_PROBLEM REQUIREMENTS_: With the records in front of you, set every one of them down exactly.
######
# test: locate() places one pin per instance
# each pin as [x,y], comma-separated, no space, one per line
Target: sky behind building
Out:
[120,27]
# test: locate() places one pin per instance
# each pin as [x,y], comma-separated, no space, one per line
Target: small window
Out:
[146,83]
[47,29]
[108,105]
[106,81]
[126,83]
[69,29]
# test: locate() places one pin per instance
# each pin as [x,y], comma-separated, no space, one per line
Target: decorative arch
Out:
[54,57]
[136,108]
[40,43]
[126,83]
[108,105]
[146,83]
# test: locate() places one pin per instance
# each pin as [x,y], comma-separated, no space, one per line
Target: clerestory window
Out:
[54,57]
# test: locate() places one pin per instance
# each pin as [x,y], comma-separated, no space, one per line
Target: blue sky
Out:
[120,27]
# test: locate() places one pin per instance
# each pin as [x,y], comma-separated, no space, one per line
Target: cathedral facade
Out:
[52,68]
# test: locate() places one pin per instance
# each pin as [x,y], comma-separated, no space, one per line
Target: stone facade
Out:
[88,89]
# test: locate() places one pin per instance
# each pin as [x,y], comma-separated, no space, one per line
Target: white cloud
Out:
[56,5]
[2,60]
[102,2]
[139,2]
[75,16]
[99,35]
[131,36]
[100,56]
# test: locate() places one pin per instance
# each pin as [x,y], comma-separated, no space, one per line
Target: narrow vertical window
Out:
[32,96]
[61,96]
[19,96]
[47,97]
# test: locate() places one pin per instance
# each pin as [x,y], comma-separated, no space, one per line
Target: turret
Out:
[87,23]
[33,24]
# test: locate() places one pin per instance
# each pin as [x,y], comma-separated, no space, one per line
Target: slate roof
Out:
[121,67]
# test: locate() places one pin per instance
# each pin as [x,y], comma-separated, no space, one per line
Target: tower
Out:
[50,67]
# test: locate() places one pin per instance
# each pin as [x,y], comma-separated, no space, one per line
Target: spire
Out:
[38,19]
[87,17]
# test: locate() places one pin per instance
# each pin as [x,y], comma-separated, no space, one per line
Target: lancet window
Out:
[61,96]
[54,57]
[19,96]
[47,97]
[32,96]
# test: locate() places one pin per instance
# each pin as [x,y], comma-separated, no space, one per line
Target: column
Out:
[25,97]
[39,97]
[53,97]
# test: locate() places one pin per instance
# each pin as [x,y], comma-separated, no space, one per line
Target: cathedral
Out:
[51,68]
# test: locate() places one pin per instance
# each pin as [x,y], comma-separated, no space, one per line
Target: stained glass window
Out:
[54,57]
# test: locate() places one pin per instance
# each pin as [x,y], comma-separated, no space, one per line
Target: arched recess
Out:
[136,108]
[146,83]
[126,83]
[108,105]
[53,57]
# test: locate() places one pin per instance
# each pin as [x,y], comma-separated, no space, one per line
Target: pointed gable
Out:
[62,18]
######
_WRITTEN RESPONSE_:
# test: locate() places one pin per instance
# each pin as [x,y], comma-separated, no space, one per line
Target: sky behind building
Out:
[120,27]
# test: locate() places one pin per instance
# each pin as [x,y], comma-separated, no space, one per line
Target: small window
Out:
[146,83]
[47,29]
[108,105]
[106,81]
[126,83]
[69,29]
# test: locate() places one pin per instance
# each pin as [x,y], comma-separated, no space, one per line
Target: decorative arch
Out:
[54,57]
[136,108]
[40,43]
[126,83]
[108,105]
[146,83]
# test: locate() places one pin per instance
# each pin as [x,y], comma-separated, no space, one per line
Target: clerestory window
Out:
[54,57]
# test: locate() places one pin per instance
# each pin as [x,y], comma-separated, no space, one per line
Target: blue sky
Out:
[120,27]
# test: locate() places one pin per instance
# each pin as [x,y], comma-separated, no space, one per line
Target: cathedral facade
Out:
[52,68]
# test: locate() places one pin per instance
# each pin as [x,y], comma-separated, no space, one per line
Target: stone facade
Out:
[88,89]
# test: locate() places one pin per instance
# each pin as [x,y], comma-separated, no space, one per line
Target: white cloud
Out:
[56,5]
[2,60]
[102,2]
[139,2]
[75,16]
[99,35]
[131,36]
[100,56]
# test: locate() places one pin per instance
# each pin as [x,y], comma-separated, no space, one per line
Target: narrow vertical window
Out:
[32,96]
[61,96]
[19,96]
[47,97]
# test: locate() places one pin per instance
# each pin as [x,y], comma-separated, no space, one per line
Target: turret
Out:
[87,23]
[33,24]
# test: locate() places one pin per instance
# each pin as [x,y], comma-separated, no space, one per line
Target: slate roof
Out:
[121,67]
# test: locate() places one pin per instance
# each pin as [x,y], comma-separated, no space, one per line
Target: tower
Out:
[50,67]
# test: locate() places one pin per instance
# each pin as [x,y], comma-separated, no space, one per line
Target: spire
Out:
[38,19]
[87,17]
# test: locate() places one pin per instance
# each pin as [x,y], comma-separated, no space, one per line
Target: lancet window
Out:
[61,96]
[54,57]
[19,96]
[47,97]
[32,96]
# test: locate() places one pin per instance
# each pin as [x,y], comma-separated, no space, one per line
Target: column
Out:
[25,97]
[39,97]
[53,97]
# test: locate() places one pin per instance
# each pin as [x,y], comma-separated, no space, one per line
Target: cathedral
Out:
[51,68]
# test: locate() places one pin per instance
# each pin as [x,y], comma-separated, no space, one per line
Target: stained glass window
Out:
[54,57]
# test: locate() places one pin per instance
# each pin as [x,y], comma-separated, no space, one per line
Target: arched recess
Out:
[136,108]
[146,83]
[126,83]
[108,105]
[53,57]
# test: locate() places one pin per instance
# each pin as [x,y], comma-separated, no space, one per line
Target: pointed gable
Out:
[62,18]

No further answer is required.